#### ESTRATTO DELLA FONTE:
>>

Su un apposito registro dei trattamenti vanno registrati: la posologia, le modalità di somministrazione, il tipo di prodotto somministrato, la durata del trattamento, il periodo di sospensione. Il registro deve inoltre riportare l’ubicazione degli apiari.

Tutti gli apiari devono essere collocati all’interno di zone in cui si pratica l’agricoltura biologica o interessate da una flora essenzialmente spontanea; in alternativa, gli apiari possono essere collocati in zone in cui vi sono coltivazioni a basso impatto ambientale o in generale in zone in cui NON si pratica un’agricoltura intensiva.
Nelle stesse aree di bottinamento non devono essere collocati “hot spot” ambientali ovvero potenziali fonti inquinanti quali strade ad alta percorrenza, inceneritori, discariche, ecc. In riferimento agli inceneritori e alle discariche va tuttavia precisato che la distanza degli apiari non deve essere mai inferiore a 1 km.
In linea di massima il raggio entro il quale devono essere rispettati tali requisiti deve essere di 3 km attorno all’apiario. Tuttavia, in presenza di eventuali barriere fisiche (ad esempio crinali, ecc.), possono essere concesse deroghe rispetto i 3 km di raggio.
I requisiti appena esposti non si applicano alle aree che NON sono in periodo di fioritura o quando gli alveari sono inoperosi. Gli stati membri o le regioni possono designare zone in cui NON è possibile praticare un’apicoltura biologica.
Se vi sono spostamenti temporanei effettuati verso zone non conformi ai requisiti del biologico, entro 10 giorni va avvisato l’organismo di controllo. In tal caso gli alveari mantengono la condizione di alveari condotti secondo il metodo dell’apicoltura biologica ma il prodotto da essi derivato non può essere venduto con riferimento al metodo di produzione biologica.

<<

[Dati di puntamento tramite espressioni referenziali]
>>

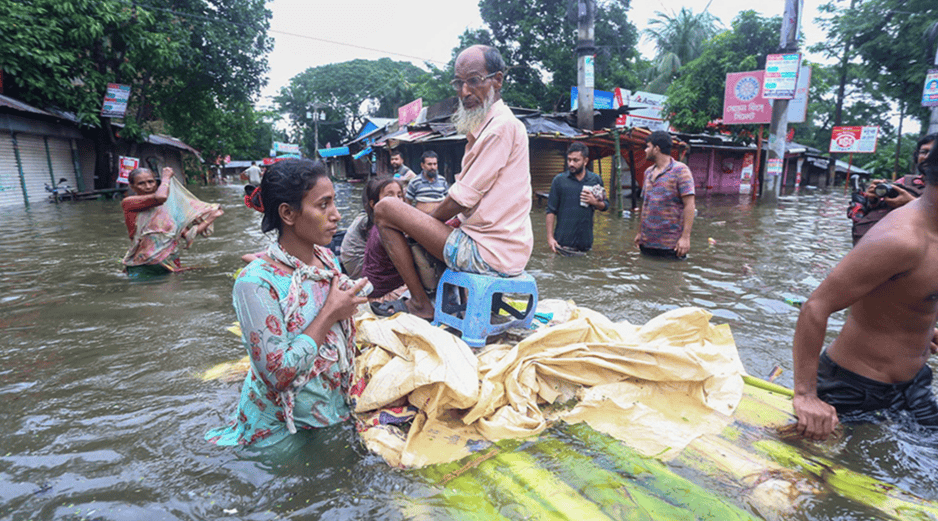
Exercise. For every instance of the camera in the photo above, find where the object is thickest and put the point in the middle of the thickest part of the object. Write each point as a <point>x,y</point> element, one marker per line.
<point>885,189</point>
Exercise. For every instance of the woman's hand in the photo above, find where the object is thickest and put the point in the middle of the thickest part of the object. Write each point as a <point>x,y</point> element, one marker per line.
<point>342,304</point>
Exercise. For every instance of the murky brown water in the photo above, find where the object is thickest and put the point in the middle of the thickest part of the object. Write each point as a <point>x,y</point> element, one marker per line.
<point>103,416</point>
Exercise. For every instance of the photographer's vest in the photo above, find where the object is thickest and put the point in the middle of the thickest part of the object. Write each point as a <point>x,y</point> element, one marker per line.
<point>914,184</point>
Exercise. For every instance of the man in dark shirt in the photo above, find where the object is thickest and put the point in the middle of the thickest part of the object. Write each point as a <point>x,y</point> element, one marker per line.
<point>572,202</point>
<point>907,189</point>
<point>427,190</point>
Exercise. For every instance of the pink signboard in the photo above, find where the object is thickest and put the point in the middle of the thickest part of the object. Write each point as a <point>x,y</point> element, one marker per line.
<point>410,112</point>
<point>847,140</point>
<point>742,99</point>
<point>125,166</point>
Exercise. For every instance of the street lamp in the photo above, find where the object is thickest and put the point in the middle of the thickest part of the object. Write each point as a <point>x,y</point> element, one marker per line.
<point>316,117</point>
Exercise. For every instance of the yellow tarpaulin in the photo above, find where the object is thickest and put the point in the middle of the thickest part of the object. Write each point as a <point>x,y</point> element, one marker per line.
<point>656,387</point>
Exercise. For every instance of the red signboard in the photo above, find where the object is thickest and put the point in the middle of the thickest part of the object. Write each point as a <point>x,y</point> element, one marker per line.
<point>126,165</point>
<point>742,99</point>
<point>847,140</point>
<point>410,112</point>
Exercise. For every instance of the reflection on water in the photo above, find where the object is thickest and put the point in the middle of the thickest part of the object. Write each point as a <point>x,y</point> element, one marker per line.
<point>103,416</point>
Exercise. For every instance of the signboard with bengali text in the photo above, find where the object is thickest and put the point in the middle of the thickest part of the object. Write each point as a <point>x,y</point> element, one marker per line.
<point>125,166</point>
<point>849,140</point>
<point>798,106</point>
<point>781,76</point>
<point>743,103</point>
<point>601,99</point>
<point>410,112</point>
<point>115,100</point>
<point>286,148</point>
<point>930,94</point>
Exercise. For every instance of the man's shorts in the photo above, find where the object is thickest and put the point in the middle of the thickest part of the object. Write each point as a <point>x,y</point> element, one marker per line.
<point>849,392</point>
<point>661,252</point>
<point>461,253</point>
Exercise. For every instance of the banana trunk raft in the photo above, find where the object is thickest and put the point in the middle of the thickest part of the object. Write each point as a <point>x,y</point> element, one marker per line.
<point>588,419</point>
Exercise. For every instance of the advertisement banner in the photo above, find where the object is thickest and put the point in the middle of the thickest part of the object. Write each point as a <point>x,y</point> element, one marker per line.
<point>589,72</point>
<point>742,99</point>
<point>286,148</point>
<point>601,99</point>
<point>781,76</point>
<point>125,165</point>
<point>930,94</point>
<point>774,166</point>
<point>410,112</point>
<point>798,107</point>
<point>115,100</point>
<point>848,140</point>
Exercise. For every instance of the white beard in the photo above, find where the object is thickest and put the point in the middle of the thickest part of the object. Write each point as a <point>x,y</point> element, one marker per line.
<point>468,120</point>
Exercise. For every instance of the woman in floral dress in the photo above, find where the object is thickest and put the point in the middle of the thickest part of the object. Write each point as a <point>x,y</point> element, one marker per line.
<point>295,308</point>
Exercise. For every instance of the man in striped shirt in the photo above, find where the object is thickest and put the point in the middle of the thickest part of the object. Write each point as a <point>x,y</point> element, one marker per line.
<point>427,190</point>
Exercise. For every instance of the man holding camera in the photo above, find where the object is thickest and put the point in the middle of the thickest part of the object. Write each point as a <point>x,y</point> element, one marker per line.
<point>878,361</point>
<point>881,197</point>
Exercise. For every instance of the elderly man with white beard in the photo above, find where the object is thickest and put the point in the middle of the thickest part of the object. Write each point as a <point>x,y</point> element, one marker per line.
<point>490,200</point>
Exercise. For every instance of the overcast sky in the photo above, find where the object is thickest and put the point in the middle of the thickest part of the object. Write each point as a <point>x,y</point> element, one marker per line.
<point>309,33</point>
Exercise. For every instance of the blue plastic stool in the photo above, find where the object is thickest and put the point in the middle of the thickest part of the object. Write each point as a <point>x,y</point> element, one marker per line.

<<

#### I TUOI COMPITI:
• a. Rispondi a queste domande sul testo sull'apicoltura biologica:
(i) Qual è la distanza minima degli apiari da inceneritori e discariche?
(ii) Di norma, entro quale raggio attorno all'apiario vanno rispettati i requisiti sulle zone?
(iii) Entro quanti giorni va avvisato l'organismo di controllo in caso di spostamenti temporanei verso zone non conformi?
• b. Scrivi il seguito del testo sull'apicoltura biologica, partendo dopo la sua ultima frase.
Il materiale non ha alcun legame con il testo sull'apicoltura biologica.

#### RISPOSTE IN ORDINE:
• a.
(i) 1 km.
(ii) 3 km.
(iii) Entro 10 giorni.

• b.
L’apicoltore è tenuto a fornire all’autorità competente e all’organismo di controllo un inventario cartografico su scala adeguata delle zone in cui sono collocati gli apiari.

Il laboratorio di smielatura deve essere utilizzato solo per similare miele biologico. Se viene utilizzato per smielare anche miele non biologico allora entra in produzione secondaria e dunque necessita dell’HACCP. Il passaggio dalla lavorazione di prodotti biologici alla lavorazione di prodotti non biologici va accuratamente preceduto da procedure di lavaggio delle attrezzature opportunamente riportate nel manuale di buona prassi. L’asportazione dei melari e le operazioni di smielatura devono essere registrate su appositi registri ai fini della tracciabilità. In linea di massima ci si può appoggiare anche ad un laboratorio conto terzi il quale va a sua volta in produzione secondaria e dunque deve rispettare quanto già detto. In ogni caso il laboratorio di smielatura va caricato sul fascicolo aziendale.

Le etichette dei prodotti biologici devono essere visionate ed autorizzate dall’ente certificatore. Devono inoltre riportare sempre il simbolo dell’apicoltura biologica (la fogliolina verde), il nome dell’organismo certificatore con il codice di autorizzazione del MiPAAF.

L’ente certificatore può disporre analisi dei prodotti (miele, pappa, ecc.) e delle matrici (es. cera) in base al proprio regolamento interno. Tali analisi sono volte ad accertare l’assenza di prodotti o molecole non autorizzate in apicoltura biologica.

Nel caso di partecipazione alle misure per il biologico del PSR 2014-2020 (es. misura 11.1.1- Sostegno alla conversione verso le pratiche e metodi di produzione biologica) va prodotta una relazione ai sensi dell’art. 63 reg CE 889/08 e art. 14 reg CE 834/07.

Riferimenti normativi

  • Regolamento (CE) n. 834/2007, relativo alla produzione biologica e
    all’etichettatura dei prodotti biologici e che abroga il regolamento
    (CEE) n. 2092/91.
  • Regolamento CE n. 889/2008, recante modalità di applicazione del
    regolamento (CE) n. 834/2007 del Consiglio relativo alla produzione
    biologica e all’etichettatura dei prodotti biologici, per quanto
    riguarda la produzione biologica, l’etichettatura e i controlli.